*** Opening Source passage ***

This is a genre of entertainment that's always proven to be useful in helping people to escape the worries of harsh reality. Just look at how much the genre flourished in the wake of the horrors of World War II. The grim noirs of the 1940s were surpassed by glitzy musicals where Judy Garland and Gene Kelly sang their way into people's hearts. While the genre went into dormancy by the time the late 1960s arrived, it managed to sporadically attract audiences with titles like Grease before staging a full-fledged comeback with Chicago in 2002. Since then, the musical has been back, but usually, as a Christmastime treat for maximum award season visibility. Aside from live-action remakes of animated Disney movies, it's rare to see musicals outside of December.

An annual treat could become something more dominant in a post-COVID-19 landscape, partially because of how studios seem to be committed to musicals. The massive box office success of original musicals La La Land and The Greatest Showman has gotten studios eager to replicate that success. In the Heights, Everybody's Talking About Jamie, Cyrano, Dear Evan Hansen, and West Side Story are all set for 2021 releases. Beyond those titles, Little Shop of Horrors, Sunset Boulevard, Spamalot, and Wicked are all in development. Some of these are being adapted because Hollywood loves familiar names and those are all apparent in the cases of Wicked and West Side Story.

*** Closing Source passage ***
*** Opening Records provided ***

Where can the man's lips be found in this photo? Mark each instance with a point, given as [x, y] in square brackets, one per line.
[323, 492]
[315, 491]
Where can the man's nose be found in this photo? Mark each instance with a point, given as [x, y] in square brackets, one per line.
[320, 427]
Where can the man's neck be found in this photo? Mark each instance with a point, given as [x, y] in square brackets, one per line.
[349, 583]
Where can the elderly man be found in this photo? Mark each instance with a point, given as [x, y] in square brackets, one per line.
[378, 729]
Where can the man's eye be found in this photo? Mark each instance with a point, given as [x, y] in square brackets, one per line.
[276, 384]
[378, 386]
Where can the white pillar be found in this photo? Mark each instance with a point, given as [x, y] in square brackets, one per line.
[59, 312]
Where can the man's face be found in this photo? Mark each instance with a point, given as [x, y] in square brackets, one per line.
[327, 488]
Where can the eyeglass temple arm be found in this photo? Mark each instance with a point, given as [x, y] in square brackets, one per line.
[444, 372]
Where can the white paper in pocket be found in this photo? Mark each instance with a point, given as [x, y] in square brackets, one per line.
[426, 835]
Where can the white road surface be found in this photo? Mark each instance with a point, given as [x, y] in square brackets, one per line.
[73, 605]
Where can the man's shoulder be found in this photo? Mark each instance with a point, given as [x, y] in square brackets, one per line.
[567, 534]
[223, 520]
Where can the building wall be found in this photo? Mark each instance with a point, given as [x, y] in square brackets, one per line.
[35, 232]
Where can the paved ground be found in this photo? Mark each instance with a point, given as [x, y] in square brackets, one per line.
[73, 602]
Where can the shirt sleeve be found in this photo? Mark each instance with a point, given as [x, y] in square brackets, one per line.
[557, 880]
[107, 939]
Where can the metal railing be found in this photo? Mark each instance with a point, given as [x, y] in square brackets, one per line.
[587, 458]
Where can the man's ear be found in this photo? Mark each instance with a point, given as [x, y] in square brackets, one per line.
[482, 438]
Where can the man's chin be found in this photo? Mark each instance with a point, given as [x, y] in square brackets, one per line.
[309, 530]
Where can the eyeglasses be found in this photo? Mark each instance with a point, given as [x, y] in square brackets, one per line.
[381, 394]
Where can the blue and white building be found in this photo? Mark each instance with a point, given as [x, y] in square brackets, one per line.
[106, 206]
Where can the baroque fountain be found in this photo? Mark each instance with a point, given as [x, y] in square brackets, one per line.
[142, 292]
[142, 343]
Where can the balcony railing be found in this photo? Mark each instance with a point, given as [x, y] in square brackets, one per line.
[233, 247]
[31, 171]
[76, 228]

*** Closing Records provided ***

Task set:
- A) Answer these from the passage on musicals:
(i) Which 2002 title marked the genre's full-fledged comeback?
(ii) Which two original musicals had the box office success that studios want to replicate?
(iii) Which four titles are in development?
- B) Quote the passage on musicals between "This is a genre" and "outside of December.", inclusive.
- C) Turn the paragraph of the passage on musicals that begins "An annual treat could become" into a short list that keeps its main facts.
Rely only on the passage on musicals.

Answers:
- A)
(i) Chicago
(ii) La La Land and The Greatest Showman
(iii) Little Shop of Horrors, Sunset Boulevard, Spamalot, and Wicked

- B)
This is a genre of entertainment that's always proven to be useful in helping people to escape the worries of harsh reality. Just look at how much the genre flourished in the wake of the horrors of World War II. The grim noirs of the 1940s were surpassed by glitzy musicals where Judy Garland and Gene Kelly sang their way into people's hearts. While the genre went into dormancy by the time the late 1960s arrived, it managed to sporadically attract audiences with titles like Grease before staging a full-fledged comeback with Chicago in 2002. Since then, the musical has been back, but usually, as a Christmastime treat for maximum award season visibility. Aside from live-action remakes of animated Disney movies, it's rare to see musicals outside of December.

- C)
- Musicals could become more dominant after COVID-19, partly because studios seem committed to them.
- The box office success of La La Land and The Greatest Showman has made studios eager to replicate it.
- Set for 2021 releases: In the Heights, Everybody's Talking About Jamie, Cyrano, Dear Evan Hansen, and West Side Story.
- In development: Little Shop of Horrors, Sunset Boulevard, Spamalot, and Wicked.
- Some are adapted because Hollywood loves familiar names, as with Wicked and West Side Story.